DO THIS:
Below is the data. Give it again, complete and exact.

DATA PROVIDED:
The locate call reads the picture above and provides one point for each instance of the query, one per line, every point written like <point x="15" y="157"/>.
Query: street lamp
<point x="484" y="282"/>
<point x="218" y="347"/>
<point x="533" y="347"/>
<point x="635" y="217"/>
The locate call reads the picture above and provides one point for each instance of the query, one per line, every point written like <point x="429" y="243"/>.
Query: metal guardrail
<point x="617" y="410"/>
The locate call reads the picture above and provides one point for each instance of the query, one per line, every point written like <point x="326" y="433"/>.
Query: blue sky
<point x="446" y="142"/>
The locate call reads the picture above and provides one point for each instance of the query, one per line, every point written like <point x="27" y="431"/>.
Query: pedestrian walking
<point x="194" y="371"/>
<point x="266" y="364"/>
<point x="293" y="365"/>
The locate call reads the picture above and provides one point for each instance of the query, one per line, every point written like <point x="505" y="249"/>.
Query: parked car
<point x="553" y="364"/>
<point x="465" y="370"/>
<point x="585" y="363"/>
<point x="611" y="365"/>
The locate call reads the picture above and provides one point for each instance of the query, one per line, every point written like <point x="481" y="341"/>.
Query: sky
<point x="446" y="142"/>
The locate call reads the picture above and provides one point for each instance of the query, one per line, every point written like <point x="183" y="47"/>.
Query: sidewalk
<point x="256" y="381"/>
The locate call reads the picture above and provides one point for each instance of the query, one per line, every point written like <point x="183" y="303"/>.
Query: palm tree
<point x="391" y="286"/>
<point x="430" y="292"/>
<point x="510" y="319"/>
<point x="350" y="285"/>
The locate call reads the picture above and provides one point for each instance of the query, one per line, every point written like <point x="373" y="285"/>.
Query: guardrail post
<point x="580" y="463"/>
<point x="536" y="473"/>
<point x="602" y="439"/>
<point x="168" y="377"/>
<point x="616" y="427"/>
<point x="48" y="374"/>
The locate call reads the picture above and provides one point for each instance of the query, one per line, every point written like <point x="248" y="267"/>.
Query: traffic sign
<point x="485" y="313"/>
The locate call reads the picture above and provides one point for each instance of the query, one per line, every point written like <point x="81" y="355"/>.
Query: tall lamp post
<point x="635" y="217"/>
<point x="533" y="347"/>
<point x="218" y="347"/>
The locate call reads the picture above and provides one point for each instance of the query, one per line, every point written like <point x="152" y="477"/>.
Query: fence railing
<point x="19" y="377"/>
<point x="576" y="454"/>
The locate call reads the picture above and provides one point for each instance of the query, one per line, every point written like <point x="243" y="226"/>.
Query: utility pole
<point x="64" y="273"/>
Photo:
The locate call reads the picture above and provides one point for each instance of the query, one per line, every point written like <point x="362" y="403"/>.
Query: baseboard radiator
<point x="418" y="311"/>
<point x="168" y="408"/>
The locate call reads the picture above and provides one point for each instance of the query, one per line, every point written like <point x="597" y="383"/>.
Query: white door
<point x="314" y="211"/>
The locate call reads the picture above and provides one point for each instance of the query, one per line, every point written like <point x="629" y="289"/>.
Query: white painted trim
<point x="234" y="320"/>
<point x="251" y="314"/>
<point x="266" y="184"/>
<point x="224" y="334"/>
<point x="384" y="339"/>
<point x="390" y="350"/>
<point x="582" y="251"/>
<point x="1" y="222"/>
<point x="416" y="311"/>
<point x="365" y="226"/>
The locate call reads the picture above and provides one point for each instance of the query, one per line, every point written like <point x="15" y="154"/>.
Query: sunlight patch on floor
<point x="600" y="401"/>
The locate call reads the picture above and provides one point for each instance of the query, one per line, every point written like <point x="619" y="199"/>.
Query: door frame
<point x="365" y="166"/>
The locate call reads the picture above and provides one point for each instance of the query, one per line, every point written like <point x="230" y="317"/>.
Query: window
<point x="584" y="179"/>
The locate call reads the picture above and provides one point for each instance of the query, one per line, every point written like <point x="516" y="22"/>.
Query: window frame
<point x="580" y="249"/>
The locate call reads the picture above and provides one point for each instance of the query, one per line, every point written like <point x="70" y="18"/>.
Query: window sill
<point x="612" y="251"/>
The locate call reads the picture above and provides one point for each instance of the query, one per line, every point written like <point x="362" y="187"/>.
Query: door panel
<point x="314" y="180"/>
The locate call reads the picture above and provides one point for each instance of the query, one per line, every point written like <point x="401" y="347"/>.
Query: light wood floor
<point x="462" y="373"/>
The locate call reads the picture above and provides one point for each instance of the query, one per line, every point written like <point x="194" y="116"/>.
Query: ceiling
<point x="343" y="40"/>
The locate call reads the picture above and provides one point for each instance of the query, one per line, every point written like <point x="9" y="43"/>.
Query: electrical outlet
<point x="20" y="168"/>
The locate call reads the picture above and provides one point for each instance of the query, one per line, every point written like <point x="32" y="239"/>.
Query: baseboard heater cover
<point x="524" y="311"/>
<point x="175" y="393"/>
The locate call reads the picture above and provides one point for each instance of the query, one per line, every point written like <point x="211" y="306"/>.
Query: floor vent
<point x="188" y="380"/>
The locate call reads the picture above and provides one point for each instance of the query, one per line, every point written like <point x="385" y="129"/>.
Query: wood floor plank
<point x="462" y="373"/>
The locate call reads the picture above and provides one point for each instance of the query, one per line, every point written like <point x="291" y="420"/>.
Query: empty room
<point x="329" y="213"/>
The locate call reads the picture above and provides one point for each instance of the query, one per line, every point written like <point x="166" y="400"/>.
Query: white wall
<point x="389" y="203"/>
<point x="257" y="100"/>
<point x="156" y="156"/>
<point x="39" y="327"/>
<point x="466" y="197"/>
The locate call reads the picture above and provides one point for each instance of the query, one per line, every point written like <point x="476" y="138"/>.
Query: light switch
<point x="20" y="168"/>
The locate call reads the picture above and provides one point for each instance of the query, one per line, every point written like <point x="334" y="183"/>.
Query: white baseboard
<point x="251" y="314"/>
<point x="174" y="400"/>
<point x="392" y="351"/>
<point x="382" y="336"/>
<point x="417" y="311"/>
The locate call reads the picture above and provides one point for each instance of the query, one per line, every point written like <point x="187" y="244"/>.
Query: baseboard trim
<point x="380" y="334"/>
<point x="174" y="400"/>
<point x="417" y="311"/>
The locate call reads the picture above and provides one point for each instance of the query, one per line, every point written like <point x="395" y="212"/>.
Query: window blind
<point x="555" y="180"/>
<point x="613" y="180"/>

EXERCISE RESPONSE:
The locate call reads the picture above and provides one point for each instance of the query, one per line, every point written like <point x="15" y="157"/>.
Query: street lamp
<point x="484" y="282"/>
<point x="218" y="347"/>
<point x="533" y="347"/>
<point x="635" y="217"/>
The locate call reads the picture above and provides one point for each instance of the query, one per line, every point written like <point x="429" y="243"/>.
Query: metal guardrail
<point x="617" y="410"/>
The locate call reads the picture above and provides one point for each instance of the query, one per line, every point written like <point x="326" y="433"/>.
Query: blue sky
<point x="446" y="142"/>
The locate call reads the picture above and provides one point for each instance of the query, one per line, every point written like <point x="27" y="431"/>.
Query: pedestrian walking
<point x="194" y="371"/>
<point x="266" y="364"/>
<point x="293" y="365"/>
The locate call reads the picture above and provides one point for each instance of the query, one per line, every point written like <point x="505" y="249"/>.
Query: parked car
<point x="553" y="364"/>
<point x="465" y="370"/>
<point x="585" y="363"/>
<point x="611" y="365"/>
The locate call reads the picture above and provides one point for each instance of the query, one per line, every point written like <point x="481" y="341"/>.
Query: sky
<point x="446" y="142"/>
The locate call reads the picture above and provides one point for each instance of the query, one per line, every point written like <point x="183" y="47"/>.
Query: sidewalk
<point x="256" y="381"/>
The locate call reads the picture above and provides one point for each instance of the query, one per line, every point written like <point x="183" y="303"/>.
Query: palm tree
<point x="391" y="286"/>
<point x="430" y="292"/>
<point x="510" y="319"/>
<point x="350" y="285"/>
The locate call reads the picture above and provides one point for each instance of the query, one per line, every point written like <point x="373" y="285"/>.
Query: guardrail post
<point x="580" y="463"/>
<point x="536" y="473"/>
<point x="602" y="439"/>
<point x="168" y="377"/>
<point x="616" y="427"/>
<point x="48" y="374"/>
The locate call reads the picture above and provides one point for each instance of the query, one per line, every point written like <point x="248" y="267"/>.
Query: traffic sign
<point x="485" y="313"/>
The locate call reads the picture above and provides one point for each instance of the query, one per line, every point written like <point x="81" y="355"/>.
Query: tall lamp post
<point x="635" y="217"/>
<point x="533" y="347"/>
<point x="218" y="347"/>
The locate call reads the picture above and provides one point for each instance of the query, one per line, every point written like <point x="152" y="477"/>.
Query: fence railing
<point x="19" y="377"/>
<point x="576" y="454"/>
The locate call reads the picture above and provides one point for each instance of the query, one per line, every point written like <point x="243" y="226"/>.
Query: utility pole
<point x="64" y="273"/>
Photo:
The locate call reads the picture above and provides one point for each instance of the query, one per line, every point written like <point x="362" y="403"/>.
Query: baseboard radiator
<point x="418" y="311"/>
<point x="168" y="408"/>
The locate call reads the picture above and provides one point for each instance of the query, one per line, every point written like <point x="597" y="383"/>.
Query: white door
<point x="314" y="211"/>
The locate call reads the picture above and provides one point for each instance of the query, one per line, every point written like <point x="629" y="289"/>.
Query: white painted trim
<point x="234" y="320"/>
<point x="251" y="314"/>
<point x="266" y="184"/>
<point x="224" y="334"/>
<point x="384" y="339"/>
<point x="390" y="350"/>
<point x="582" y="251"/>
<point x="1" y="222"/>
<point x="416" y="311"/>
<point x="365" y="226"/>
The locate call reads the picture above and provides one point for each instance of the query, one per line, every point written like <point x="15" y="154"/>.
Query: sunlight patch on floor
<point x="600" y="401"/>
The locate call reads the picture above and provides one point for each instance of the query, one per line, every point written like <point x="619" y="199"/>.
Query: door frame
<point x="365" y="166"/>
The locate call reads the picture above and provides one point for each instance of the query, one per line, every point written like <point x="230" y="317"/>.
Query: window
<point x="584" y="179"/>
The locate call reads the picture above and provides one point for each instance of the query, one per line, every point written like <point x="516" y="22"/>.
Query: window frame
<point x="580" y="249"/>
The locate call reads the picture above and provides one point for each instance of the query, one per line, every point written like <point x="70" y="18"/>.
Query: window sill
<point x="612" y="251"/>
The locate call reads the picture above and provides one point for each instance of the query, one per line, every point written like <point x="362" y="187"/>.
Query: door panel
<point x="314" y="180"/>
The locate call reads the picture above and provides one point for each instance of the query, one per line, every point written like <point x="401" y="347"/>.
Query: light wood floor
<point x="462" y="373"/>
The locate call reads the picture above and provides one point for each instance of the query, one per line, every point written like <point x="194" y="116"/>.
Query: ceiling
<point x="343" y="40"/>
The locate call reads the picture above and provides one point for each instance of the query, one per line, every point written like <point x="9" y="43"/>.
Query: electrical outlet
<point x="20" y="168"/>
The locate call reads the picture above and provides one point for each instance of the query, one per line, every point written like <point x="32" y="239"/>.
Query: baseboard heater cover
<point x="524" y="311"/>
<point x="175" y="393"/>
The locate call reads the picture above and provides one point for each instance of the query, one per line, every point written like <point x="211" y="306"/>.
Query: floor vent
<point x="188" y="380"/>
The locate call reads the picture above and provides one point for each instance of the query, one per line, every point written like <point x="385" y="129"/>.
Query: wood floor plank
<point x="462" y="373"/>
The locate call reads the picture above and provides one point for each instance of the query, one per line, every point written like <point x="291" y="420"/>.
Query: empty room
<point x="329" y="213"/>
The locate call reads the picture above and provides one point for each instance of the query, one per line, every point written like <point x="166" y="400"/>.
Query: white wall
<point x="389" y="203"/>
<point x="257" y="100"/>
<point x="156" y="156"/>
<point x="39" y="327"/>
<point x="466" y="197"/>
The locate call reads the picture above and provides one point for each instance of the query, one per line, every point written like <point x="476" y="138"/>.
Query: light switch
<point x="20" y="168"/>
The locate call reads the picture above and provides one point for each instance of the query, one per line, every point written like <point x="334" y="183"/>.
Query: white baseboard
<point x="251" y="314"/>
<point x="174" y="400"/>
<point x="392" y="351"/>
<point x="382" y="336"/>
<point x="417" y="311"/>
The locate call reads the picture above and provides one point for each instance of the query, one per line, every point written like <point x="187" y="244"/>.
Query: baseboard trim
<point x="380" y="334"/>
<point x="174" y="400"/>
<point x="417" y="311"/>
The locate call reads the picture above and provides one point for each instance of the query, one per line, every point written like <point x="395" y="212"/>.
Query: window blind
<point x="555" y="180"/>
<point x="613" y="180"/>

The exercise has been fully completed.